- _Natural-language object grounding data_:
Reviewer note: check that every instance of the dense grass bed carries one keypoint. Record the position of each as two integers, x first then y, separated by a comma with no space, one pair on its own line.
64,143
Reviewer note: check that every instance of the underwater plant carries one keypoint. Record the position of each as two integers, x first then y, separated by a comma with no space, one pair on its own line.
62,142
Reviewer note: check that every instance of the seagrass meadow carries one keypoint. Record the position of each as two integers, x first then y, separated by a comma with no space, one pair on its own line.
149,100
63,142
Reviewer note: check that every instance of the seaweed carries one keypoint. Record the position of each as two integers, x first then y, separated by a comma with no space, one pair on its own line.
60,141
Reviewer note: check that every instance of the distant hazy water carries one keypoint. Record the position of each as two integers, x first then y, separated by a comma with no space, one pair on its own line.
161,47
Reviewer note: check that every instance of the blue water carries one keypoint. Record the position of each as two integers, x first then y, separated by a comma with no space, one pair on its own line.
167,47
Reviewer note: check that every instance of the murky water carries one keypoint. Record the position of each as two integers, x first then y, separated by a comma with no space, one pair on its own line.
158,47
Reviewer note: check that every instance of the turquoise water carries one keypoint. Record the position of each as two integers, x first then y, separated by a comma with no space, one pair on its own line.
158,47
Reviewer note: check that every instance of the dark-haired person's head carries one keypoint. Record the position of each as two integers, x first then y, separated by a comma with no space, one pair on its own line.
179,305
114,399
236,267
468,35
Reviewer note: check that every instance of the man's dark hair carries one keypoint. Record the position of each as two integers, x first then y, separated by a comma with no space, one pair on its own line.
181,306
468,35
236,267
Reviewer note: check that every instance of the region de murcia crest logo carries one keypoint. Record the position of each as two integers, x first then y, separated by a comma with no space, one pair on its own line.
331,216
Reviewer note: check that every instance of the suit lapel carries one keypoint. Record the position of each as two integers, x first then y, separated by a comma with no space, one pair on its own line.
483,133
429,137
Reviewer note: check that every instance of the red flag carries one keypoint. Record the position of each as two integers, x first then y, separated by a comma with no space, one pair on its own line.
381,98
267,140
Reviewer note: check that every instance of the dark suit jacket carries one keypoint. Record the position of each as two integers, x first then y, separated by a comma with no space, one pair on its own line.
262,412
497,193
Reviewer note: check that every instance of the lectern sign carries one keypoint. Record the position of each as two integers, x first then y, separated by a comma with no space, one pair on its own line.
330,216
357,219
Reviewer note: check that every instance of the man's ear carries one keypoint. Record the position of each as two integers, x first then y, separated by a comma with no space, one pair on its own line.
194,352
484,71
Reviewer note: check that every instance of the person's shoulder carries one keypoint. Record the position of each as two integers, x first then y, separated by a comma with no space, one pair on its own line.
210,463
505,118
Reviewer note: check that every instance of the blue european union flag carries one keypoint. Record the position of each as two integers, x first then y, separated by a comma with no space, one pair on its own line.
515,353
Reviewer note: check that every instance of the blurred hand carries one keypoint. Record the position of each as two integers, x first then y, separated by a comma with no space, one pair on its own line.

- _TASK TO CARRY OUT_: Exact repetition is required: return every record shown above.

- _PROBLEM SOLUTION_:
Reviewer note: check that every instance of the dense grass bed carries one keypoint. Record the position of each as two integers, x first then y, separated by a comma with no space, one pair on its own line.
64,143
Reviewer note: check that every instance of the underwater plant carries one keypoint. Record the position of each as two integers, x first then y, separated by a comma with no space, one pair on its own line.
62,142
Reviewer note: check that every instance of the seagrass meadow carries one keypoint. Record the position of each as two integers, x first then y, separated by a comma with no space, one pair on its own line.
149,100
63,142
Reviewer note: check that every instance of the seaweed carries one keypoint. Record the position of each as two integers, x first then y, separated by a comma with no space, one pair on its own line.
60,141
Reviewer note: check that every instance of the distant hazy water carries one keypoint. Record the position of each as two integers, x first then y, separated by a comma with no space, one pair on its own line.
161,47
Reviewer note: check that every instance of the blue water carries one keypoint. Record the position of each as two integers, x first then y, separated by a comma with no space, one pair on its own line.
167,47
Reviewer note: check that every instance of the murky water carries one keypoint. Record the position of each as two integers, x first then y, separated by a comma with no space, one pair on its own line.
158,47
Reviewer note: check that every instance of the turquoise water carries one keypoint. Record the position of each as two integers, x first then y, separated by a comma with no space, one pair on its own line.
158,47
Reviewer note: check that every instance of the dark-haired person's head carries one keypoint. Record the position of each as two integers, x first then y, separated by a comma with no space, one pair on its own line.
179,305
114,399
236,267
468,35
Reviewer note: check that every instance of the man's dark hair carries one keypoint. Record the position of each as two integers, x first then y, separated by a comma with no space, one pair on its own line.
181,306
468,35
236,267
Reviewer note: check that every instance of the region de murcia crest logo carries one keypoint. Record the position of each as two integers, x first then y, separated by a comma with no space, one pair on its own line.
331,216
Reviewer note: check that every instance of the suit lapel carries one keypoint. Record the position of each as two integers, x first then y, separated by a comma with no space, one pair on its own line.
483,133
429,137
Reviewer note: check that every instance of the red flag carries one keypoint. Record the position of each as two integers, x first then y, separated by a comma with no space, one pair on its own line.
381,98
267,140
Reviewer note: check that every instance of the dark suit jacket carries one keypoint. Record the position of each as two integers, x first then y, separated by a comma with no space, one pair on its own line.
262,412
497,193
Reviewer note: check that every instance of the lectern sign carries one keypoint. Record the position of each as two integers, x first then y, separated by a comma with no space, one pair on its own line.
330,216
357,219
Reviewer note: check that every instance of the man's ear carries one keypoint. Record the position of each as two integers, x first then y, separated by a comma with no space, one pair on its own line.
194,352
484,71
Reviewer note: check that every instance of the person's shoulder carries one keypoint. Record the position of each as two integers, x first then y, separated by a comma with no space, one pair on its own line.
210,463
505,118
Reviewer note: check that every instance of the blue european union flag carries one keypoint. Record the position of each as two integers, x first then y, separated by a comma with no space, one pair on its own line.
515,353
Reviewer note: check that every instance of the blurred hand carries one keypoint. Record the position of each as two integers, x first then y, separated by a comma with no space, one pair on its own line.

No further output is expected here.